[Point annotation data]

◇ ◇ ◇ ◇

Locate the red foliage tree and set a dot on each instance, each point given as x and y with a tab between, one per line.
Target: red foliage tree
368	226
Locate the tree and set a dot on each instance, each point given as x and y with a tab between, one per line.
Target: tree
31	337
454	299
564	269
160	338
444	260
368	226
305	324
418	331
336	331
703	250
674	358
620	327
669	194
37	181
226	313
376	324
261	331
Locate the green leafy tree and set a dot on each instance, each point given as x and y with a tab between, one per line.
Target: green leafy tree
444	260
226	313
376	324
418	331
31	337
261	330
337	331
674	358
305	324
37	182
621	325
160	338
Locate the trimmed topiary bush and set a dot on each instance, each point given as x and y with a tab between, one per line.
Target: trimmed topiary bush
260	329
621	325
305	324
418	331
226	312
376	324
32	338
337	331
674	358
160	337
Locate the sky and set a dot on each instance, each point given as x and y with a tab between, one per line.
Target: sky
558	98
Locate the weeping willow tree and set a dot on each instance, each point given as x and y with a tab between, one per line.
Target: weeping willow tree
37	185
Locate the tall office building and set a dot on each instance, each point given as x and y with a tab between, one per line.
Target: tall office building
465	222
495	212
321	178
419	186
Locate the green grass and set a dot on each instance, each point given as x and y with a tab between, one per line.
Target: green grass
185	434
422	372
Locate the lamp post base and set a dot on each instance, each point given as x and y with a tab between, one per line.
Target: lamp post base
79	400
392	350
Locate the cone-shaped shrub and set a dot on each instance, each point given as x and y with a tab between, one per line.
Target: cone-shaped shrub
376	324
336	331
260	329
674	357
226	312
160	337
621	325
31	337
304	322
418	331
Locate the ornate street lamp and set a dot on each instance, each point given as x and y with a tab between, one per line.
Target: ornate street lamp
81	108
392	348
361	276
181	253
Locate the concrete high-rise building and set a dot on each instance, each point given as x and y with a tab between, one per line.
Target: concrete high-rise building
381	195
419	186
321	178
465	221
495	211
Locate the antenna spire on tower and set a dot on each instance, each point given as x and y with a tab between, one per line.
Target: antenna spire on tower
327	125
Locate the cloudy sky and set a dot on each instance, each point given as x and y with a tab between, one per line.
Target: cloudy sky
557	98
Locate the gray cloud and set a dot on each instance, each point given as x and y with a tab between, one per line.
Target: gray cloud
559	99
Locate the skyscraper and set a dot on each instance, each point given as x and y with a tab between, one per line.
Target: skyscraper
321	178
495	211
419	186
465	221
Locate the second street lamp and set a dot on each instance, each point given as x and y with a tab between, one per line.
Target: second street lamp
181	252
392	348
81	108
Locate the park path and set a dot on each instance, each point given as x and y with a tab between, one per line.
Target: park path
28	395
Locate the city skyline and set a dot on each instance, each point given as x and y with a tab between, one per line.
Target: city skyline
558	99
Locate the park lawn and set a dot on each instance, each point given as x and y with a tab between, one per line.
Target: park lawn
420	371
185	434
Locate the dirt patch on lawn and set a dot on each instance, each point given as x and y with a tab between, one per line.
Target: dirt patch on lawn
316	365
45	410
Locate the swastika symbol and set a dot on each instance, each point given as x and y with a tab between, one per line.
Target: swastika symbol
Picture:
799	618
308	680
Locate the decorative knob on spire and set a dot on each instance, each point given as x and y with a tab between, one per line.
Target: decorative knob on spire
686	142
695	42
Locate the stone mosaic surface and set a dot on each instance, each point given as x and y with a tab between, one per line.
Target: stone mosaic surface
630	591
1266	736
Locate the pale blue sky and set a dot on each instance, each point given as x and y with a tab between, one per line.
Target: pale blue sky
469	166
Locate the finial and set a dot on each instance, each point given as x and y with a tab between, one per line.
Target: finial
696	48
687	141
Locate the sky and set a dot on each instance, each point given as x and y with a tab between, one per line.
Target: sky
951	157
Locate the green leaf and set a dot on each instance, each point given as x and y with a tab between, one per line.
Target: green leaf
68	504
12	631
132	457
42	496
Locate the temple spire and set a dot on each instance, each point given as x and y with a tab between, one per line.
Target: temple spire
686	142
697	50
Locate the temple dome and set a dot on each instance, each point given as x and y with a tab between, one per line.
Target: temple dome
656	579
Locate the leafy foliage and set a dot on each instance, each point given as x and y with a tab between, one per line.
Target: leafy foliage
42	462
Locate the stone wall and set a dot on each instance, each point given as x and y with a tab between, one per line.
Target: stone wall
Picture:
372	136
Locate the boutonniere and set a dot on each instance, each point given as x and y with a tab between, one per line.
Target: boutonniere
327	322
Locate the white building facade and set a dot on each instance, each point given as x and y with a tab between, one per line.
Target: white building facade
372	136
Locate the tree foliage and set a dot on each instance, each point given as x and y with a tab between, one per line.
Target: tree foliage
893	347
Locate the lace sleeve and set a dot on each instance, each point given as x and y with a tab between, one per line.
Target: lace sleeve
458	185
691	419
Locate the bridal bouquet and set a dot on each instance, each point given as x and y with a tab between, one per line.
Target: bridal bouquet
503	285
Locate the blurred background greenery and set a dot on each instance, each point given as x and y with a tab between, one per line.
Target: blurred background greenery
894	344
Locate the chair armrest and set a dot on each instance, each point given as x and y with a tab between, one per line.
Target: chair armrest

◇ ◇ ◇ ◇

* **Problem details**
Please repeat all of the items above word for word, keeping every line unchanged and in the same order.

* **Full answer**
Locate the red foliage tree and set a dot on each instance, each point given as x and y with a tab between, one per line.
Target: red foliage tree
368	226
Locate the tree and set a dot on each instance, each point given as x and y with a tab between, one per line.
Target: tree
31	337
454	299
564	269
160	338
444	260
368	226
305	324
418	331
336	331
703	250
674	358
620	327
669	194
37	181
226	313
376	324
261	331
Locate the green leafy tree and set a dot on each instance, each point given as x and y with a tab between, one per line.
Target: green leafy tree
444	260
226	313
376	324
418	331
31	337
261	330
337	331
674	358
305	324
37	182
621	325
160	338
Locate the trimmed topiary bush and set a dot on each instance, each point given as x and y with a tab between, one per line.
Target: trimmed topiary bush
260	329
621	325
305	324
418	331
226	312
376	324
32	338
337	331
674	358
160	337
Locate the sky and set a dot on each instance, each point given as x and y with a tab between, one per line.
Target: sky
558	98
Locate the weeping willow tree and set a dot on each instance, each point given as x and y with a tab between, one per line.
Target: weeping willow tree
37	185
Locate the tall office building and set a dot on each instance, each point given as x and y with a tab between, one per line.
Target: tall office building
465	222
495	212
321	178
419	186
Locate the green grass and set a dot on each instance, each point given as x and y with a tab between, one per line.
Target: green grass
185	434
422	372
Locate the lamp post base and set a dot on each instance, each point given as x and y with a tab between, one per line.
Target: lamp post base
79	400
392	350
Locate the cone-shaped shrub and set a dot on each instance, each point given as x and y with a tab between, one per line.
Target: cone-shaped shrub
376	324
336	331
260	329
674	357
226	312
160	337
621	325
31	337
304	322
418	331
Locate the ornate street lamp and set a dot on each instance, each point given as x and y with a tab between, one per line.
Target: ornate street lamp
81	108
392	348
361	276
181	253
Locate the concrete high-rise building and set a dot on each instance, each point given as x and y with a tab between, one per line.
Target: concrete high-rise building
381	195
419	186
321	178
465	221
495	211
Locate the antenna spire on tower and set a dot on each instance, each point given as x and y with a tab between, one per line.
Target: antenna spire on tower
327	125
Locate the cloudy sky and set a dot on each instance, each point given as x and y with a tab between, one per line.
Target: cloudy sky
557	98
Locate the gray cloud and set a dot on each instance, each point given as x and y with a tab between, one per line.
Target: gray cloud
559	99
Locate the skyscraper and set a dot on each instance, each point given as x and y with a tab between, one per line.
Target: skyscraper
321	178
495	211
419	186
465	221
Locate the second street lamp and set a dot on each instance, each point given as x and y with a tab between, one per line.
Target: second street lamp
181	252
392	348
81	108
Locate the park path and set a dot on each instance, each point given as x and y with a tab between, one per line.
Target: park path
28	395
Locate the city skyline and set a dot on each instance, each point given as x and y with a tab between, one per line.
Target: city skyline
558	99
Locate the park lawn and set a dot on each instance, each point given as x and y with a tab between, one per line.
Target: park lawn
420	371
185	434
Locate the dirt patch on lawn and set a dot on each instance, each point given as x and y with a tab between, one per line.
Target: dirt patch on lawn
316	365
45	410
Locate the swastika symbol and set a dot on each instance, each point given as x and y with a tab between, one per line.
Target: swastika symbol
Picture:
799	618
308	680
Locate the decorative knob on spire and set a dot on each instance, each point given as x and y with a tab between, one per line.
Target: decorative knob on spire
686	142
695	42
Locate the stone mosaic surface and set a dot on each instance, each point given as x and y with a tab between, one per line.
Target: stone mosaic surface
630	591
1266	736
Locate the pale blue sky and set a dot on each instance, each point given as x and y with a tab between, one per line.
Target: pale blue sky
469	166
Locate the finial and set a dot on each instance, each point given as x and y with a tab between, one per line.
Target: finial
696	48
687	141
Locate the sky and set a dot on each instance, each point given as x and y with a tab between, one per line.
Target: sky
951	157
Locate the green leaf and set a dot on each instance, each point given as x and y with a tab between, one per line.
Target: green leaf
68	504
12	631
132	457
42	496
Locate the temple spire and set a dot on each instance, each point given as x and y with a tab between, one per line.
Target: temple spire
686	142
697	50
Locate the temple dome and set a dot on each instance, each point given as x and y with a tab between, one per line.
Target: temple dome
656	579
Locate the leafy foliage and set a dot on each instance, each point given as x and y with a tab between, one per line.
Target: leafy foliage
42	462
Locate the stone wall and set a dot on each instance, each point given as x and y with a tab between, one per line.
Target: stone wall
Picture:
372	136
Locate the boutonniere and set a dot on each instance, each point given as x and y with a tab between, one per line.
Target: boutonniere
327	322
Locate the white building facade and set a dot on each instance, each point given as x and y with a tab between, one per line.
Target: white building facade
372	136
Locate the tree foliage and set a dot on each instance, each point given as x and y with a tab between, one per line.
Target: tree foliage
893	347
Locate the lace sleeve and set a dot on each instance, each point given as x and y with a tab between, one per line.
Target: lace sleeve
458	185
691	419
Locate the bridal bouquet and set a dot on each instance, each point given as x and y with a tab between, one per line.
Target: bridal bouquet
503	285
Locate the blurred background greenery and set a dot on each instance, each point given as x and y with a tab between, one per line.
Target: blurred background greenery
894	344
Locate the chair armrest and set a dot on each instance, each point given as x and y with a tab between, one per line.
Target: chair armrest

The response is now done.